▶ What you are asked to do:
What's required is a verbatim printout of all the data.
(Task input)
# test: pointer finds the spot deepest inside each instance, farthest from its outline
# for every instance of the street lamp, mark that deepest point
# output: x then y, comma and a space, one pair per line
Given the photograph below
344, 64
(End Task input)
▶ Your solution:
# test: pointer finds the spot deepest inside each instance, farthest from its outline
# for every instance of the street lamp, mark that deepest point
# output: x then y, comma and a space, one pair per line
Given the photograph below
344, 64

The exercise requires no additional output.